Supplied data
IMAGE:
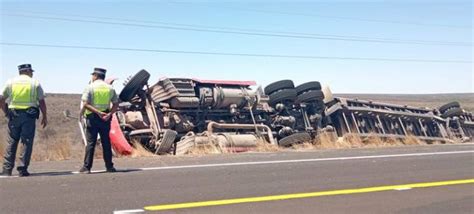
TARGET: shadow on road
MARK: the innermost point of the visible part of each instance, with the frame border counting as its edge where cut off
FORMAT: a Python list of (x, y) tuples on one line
[(66, 173)]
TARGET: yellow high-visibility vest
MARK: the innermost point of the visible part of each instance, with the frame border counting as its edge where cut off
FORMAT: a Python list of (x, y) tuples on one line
[(101, 96), (23, 93)]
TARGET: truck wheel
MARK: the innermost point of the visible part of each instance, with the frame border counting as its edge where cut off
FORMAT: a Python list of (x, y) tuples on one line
[(282, 96), (134, 85), (277, 86), (446, 107), (310, 96), (167, 142), (452, 113), (296, 138), (309, 86)]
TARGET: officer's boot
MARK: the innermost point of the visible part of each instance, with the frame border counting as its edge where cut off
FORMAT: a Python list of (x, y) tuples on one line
[(6, 172), (23, 172)]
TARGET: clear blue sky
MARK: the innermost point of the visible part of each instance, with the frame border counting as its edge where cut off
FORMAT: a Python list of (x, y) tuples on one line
[(67, 70)]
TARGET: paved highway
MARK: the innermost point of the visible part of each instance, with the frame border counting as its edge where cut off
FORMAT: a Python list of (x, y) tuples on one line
[(415, 179)]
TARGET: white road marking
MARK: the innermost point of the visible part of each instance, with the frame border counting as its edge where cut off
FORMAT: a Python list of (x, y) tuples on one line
[(129, 211)]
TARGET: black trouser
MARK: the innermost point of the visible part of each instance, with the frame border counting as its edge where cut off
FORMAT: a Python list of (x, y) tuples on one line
[(21, 126), (96, 126)]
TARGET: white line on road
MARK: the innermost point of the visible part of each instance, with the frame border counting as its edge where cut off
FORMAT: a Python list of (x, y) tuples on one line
[(305, 160), (286, 161)]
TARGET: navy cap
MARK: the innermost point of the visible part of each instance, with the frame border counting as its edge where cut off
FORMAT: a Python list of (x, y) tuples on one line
[(99, 71), (25, 67)]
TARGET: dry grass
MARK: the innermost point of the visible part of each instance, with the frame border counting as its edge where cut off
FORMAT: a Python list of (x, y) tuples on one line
[(62, 139), (2, 149), (204, 149), (140, 151), (264, 146)]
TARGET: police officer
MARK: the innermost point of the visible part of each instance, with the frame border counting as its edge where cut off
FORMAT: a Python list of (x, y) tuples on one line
[(24, 95), (100, 103)]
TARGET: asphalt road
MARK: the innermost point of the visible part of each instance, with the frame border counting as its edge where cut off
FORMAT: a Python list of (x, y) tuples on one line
[(150, 182)]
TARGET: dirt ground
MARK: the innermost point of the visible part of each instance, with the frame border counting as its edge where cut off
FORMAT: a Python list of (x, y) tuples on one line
[(61, 139)]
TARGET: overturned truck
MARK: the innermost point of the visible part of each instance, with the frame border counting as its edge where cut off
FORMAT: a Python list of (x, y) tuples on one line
[(176, 114)]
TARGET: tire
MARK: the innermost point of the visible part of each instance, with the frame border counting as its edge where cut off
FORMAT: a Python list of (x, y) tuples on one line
[(446, 107), (309, 86), (282, 96), (167, 142), (277, 86), (134, 85), (296, 138), (310, 96), (453, 112)]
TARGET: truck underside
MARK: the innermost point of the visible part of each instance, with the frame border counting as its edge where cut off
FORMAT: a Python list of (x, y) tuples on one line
[(176, 114)]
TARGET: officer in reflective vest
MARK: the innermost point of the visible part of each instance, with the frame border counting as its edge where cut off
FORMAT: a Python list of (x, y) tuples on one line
[(20, 99), (100, 103)]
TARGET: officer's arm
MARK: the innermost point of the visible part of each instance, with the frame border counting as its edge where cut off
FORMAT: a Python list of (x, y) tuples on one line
[(114, 108), (3, 105), (3, 96)]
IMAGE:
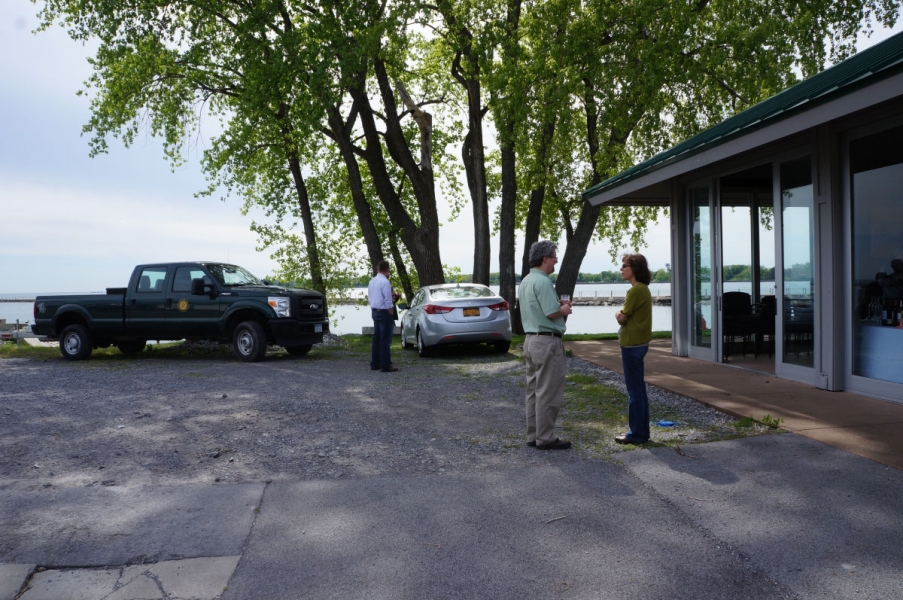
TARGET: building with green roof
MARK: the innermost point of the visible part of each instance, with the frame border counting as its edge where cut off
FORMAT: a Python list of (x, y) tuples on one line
[(805, 189)]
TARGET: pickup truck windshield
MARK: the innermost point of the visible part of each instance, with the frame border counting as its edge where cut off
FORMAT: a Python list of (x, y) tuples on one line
[(231, 275)]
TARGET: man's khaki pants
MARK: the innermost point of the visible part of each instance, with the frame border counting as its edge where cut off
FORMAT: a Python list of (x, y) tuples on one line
[(546, 369)]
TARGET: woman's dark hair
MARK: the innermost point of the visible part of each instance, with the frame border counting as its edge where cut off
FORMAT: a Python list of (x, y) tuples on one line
[(639, 266)]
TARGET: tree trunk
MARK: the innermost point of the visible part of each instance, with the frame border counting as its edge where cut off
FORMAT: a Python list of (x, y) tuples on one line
[(508, 210), (313, 256), (589, 215), (340, 133), (507, 288), (537, 196), (473, 149), (399, 266), (422, 242)]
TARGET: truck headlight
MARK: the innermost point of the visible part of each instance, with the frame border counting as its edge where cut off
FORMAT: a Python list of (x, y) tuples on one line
[(281, 305)]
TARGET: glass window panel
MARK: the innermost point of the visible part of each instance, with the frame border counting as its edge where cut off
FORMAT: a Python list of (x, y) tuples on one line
[(798, 262), (701, 271), (877, 278)]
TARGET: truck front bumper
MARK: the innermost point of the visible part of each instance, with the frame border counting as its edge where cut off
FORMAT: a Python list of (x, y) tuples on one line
[(288, 332)]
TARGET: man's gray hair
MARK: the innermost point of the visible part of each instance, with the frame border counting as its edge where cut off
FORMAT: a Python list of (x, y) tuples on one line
[(541, 249)]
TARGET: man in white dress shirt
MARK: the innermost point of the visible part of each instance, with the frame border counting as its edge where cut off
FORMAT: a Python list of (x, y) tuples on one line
[(382, 302)]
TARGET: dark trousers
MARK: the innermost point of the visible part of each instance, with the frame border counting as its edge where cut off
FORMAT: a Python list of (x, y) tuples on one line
[(381, 351), (634, 379)]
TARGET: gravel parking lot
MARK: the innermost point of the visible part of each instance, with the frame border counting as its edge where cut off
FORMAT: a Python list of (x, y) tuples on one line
[(151, 420)]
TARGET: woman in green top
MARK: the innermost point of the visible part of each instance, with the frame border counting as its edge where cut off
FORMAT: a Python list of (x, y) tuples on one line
[(636, 331)]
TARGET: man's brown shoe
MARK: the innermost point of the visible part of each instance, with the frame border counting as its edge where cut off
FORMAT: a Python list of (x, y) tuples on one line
[(558, 444)]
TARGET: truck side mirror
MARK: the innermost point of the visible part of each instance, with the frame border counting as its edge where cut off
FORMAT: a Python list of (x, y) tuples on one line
[(197, 287)]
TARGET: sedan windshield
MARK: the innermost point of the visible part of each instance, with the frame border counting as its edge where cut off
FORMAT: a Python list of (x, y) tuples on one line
[(231, 275), (463, 291)]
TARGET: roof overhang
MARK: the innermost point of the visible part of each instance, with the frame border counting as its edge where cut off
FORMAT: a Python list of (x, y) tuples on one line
[(654, 183)]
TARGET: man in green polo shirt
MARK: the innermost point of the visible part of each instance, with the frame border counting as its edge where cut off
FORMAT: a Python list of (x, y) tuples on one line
[(542, 315)]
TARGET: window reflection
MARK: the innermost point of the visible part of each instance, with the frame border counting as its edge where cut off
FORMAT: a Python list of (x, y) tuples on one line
[(798, 264), (877, 177), (702, 267)]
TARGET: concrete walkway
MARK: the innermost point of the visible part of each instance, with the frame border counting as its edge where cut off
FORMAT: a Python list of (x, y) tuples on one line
[(858, 424)]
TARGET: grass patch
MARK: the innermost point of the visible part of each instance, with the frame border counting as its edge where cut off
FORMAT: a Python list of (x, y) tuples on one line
[(588, 337), (595, 412)]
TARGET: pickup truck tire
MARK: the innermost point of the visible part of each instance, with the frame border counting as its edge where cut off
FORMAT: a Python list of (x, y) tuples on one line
[(299, 350), (76, 342), (250, 341), (131, 346)]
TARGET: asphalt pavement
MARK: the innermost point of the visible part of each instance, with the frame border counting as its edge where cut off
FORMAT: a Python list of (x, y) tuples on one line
[(778, 516)]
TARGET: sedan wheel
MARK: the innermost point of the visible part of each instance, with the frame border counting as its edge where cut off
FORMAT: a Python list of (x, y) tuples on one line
[(404, 340), (422, 349)]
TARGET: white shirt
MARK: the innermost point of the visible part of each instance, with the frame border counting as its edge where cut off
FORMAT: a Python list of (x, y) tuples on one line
[(379, 292)]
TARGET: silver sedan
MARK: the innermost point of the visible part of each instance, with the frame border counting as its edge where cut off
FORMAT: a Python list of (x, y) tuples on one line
[(456, 313)]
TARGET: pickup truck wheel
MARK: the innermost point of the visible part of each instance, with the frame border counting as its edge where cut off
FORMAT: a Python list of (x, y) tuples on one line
[(75, 342), (250, 341), (131, 346), (299, 350)]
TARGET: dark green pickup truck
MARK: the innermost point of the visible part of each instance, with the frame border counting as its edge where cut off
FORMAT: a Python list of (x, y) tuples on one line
[(190, 300)]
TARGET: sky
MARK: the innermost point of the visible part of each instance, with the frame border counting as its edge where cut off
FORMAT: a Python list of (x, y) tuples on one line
[(72, 223)]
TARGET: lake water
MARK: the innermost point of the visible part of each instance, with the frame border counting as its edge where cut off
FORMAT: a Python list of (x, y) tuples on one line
[(586, 319), (351, 319)]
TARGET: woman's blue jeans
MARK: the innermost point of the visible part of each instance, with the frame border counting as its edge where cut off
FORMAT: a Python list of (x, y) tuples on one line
[(634, 378), (381, 349)]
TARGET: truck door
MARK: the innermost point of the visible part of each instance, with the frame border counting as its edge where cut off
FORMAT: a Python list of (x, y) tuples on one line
[(190, 316), (145, 311)]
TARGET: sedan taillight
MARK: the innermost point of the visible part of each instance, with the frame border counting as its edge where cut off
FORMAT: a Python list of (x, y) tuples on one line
[(435, 309)]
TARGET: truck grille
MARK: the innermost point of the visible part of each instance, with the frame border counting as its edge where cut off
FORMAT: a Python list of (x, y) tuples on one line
[(309, 307)]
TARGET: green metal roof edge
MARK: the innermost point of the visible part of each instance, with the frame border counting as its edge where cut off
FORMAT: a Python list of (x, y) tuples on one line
[(873, 64)]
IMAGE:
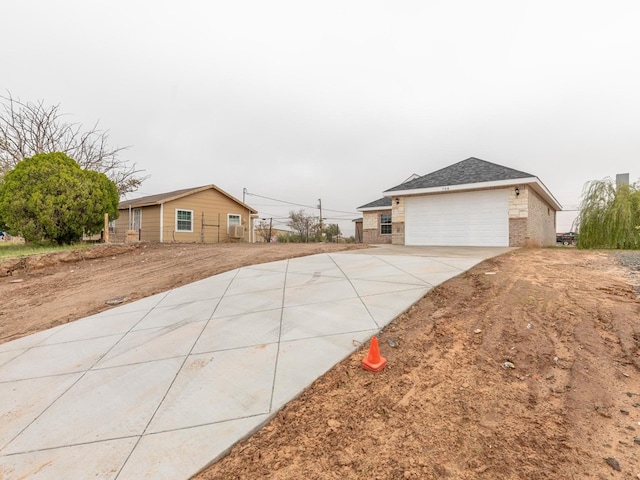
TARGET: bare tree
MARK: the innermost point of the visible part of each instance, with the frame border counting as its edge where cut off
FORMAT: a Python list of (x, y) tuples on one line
[(264, 229), (306, 226), (27, 129)]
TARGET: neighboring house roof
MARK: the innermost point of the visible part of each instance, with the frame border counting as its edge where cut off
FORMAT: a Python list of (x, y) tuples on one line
[(161, 198), (380, 204), (470, 174)]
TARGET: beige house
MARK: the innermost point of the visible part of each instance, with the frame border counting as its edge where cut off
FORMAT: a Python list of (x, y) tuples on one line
[(469, 203), (205, 214)]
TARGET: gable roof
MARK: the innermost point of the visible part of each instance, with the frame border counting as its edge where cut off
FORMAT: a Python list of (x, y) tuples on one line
[(161, 198), (380, 204), (471, 170), (472, 173)]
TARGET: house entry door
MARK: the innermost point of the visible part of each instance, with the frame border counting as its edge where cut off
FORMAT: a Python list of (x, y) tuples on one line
[(137, 219)]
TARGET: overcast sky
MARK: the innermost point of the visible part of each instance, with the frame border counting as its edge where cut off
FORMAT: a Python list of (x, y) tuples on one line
[(338, 100)]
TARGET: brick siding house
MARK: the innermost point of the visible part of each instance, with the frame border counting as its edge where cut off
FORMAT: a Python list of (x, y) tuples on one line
[(469, 203)]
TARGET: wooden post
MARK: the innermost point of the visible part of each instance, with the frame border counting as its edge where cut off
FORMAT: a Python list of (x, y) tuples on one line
[(106, 228)]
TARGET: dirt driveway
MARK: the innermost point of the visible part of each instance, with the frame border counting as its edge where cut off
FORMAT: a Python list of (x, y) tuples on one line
[(525, 367)]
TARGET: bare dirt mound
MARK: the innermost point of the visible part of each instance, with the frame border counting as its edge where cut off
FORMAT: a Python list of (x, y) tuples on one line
[(525, 367)]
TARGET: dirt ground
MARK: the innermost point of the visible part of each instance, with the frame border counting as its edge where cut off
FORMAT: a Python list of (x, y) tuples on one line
[(525, 367), (46, 290)]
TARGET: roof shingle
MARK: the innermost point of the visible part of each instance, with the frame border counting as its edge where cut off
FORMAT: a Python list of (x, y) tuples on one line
[(471, 170)]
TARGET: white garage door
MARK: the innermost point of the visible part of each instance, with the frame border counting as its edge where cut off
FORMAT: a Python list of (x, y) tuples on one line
[(467, 218)]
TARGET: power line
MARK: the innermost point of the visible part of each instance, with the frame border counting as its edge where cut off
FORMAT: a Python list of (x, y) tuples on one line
[(313, 207)]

Task to complete
Working from the entries above, filter out every line that lacks "truck" and copy what remains.

Result for this exercise
TARGET: truck wheel
TARGET: overturned truck
TARGET: truck underside
TARGET: pickup truck windshield
TARGET: truck headlight
TARGET: truck front bumper
TARGET: truck side mirror
TARGET: pickup truck tire
TARGET: pickup truck wheel
TARGET: dark green pickup truck
TARGET: truck door
TARGET: truck grille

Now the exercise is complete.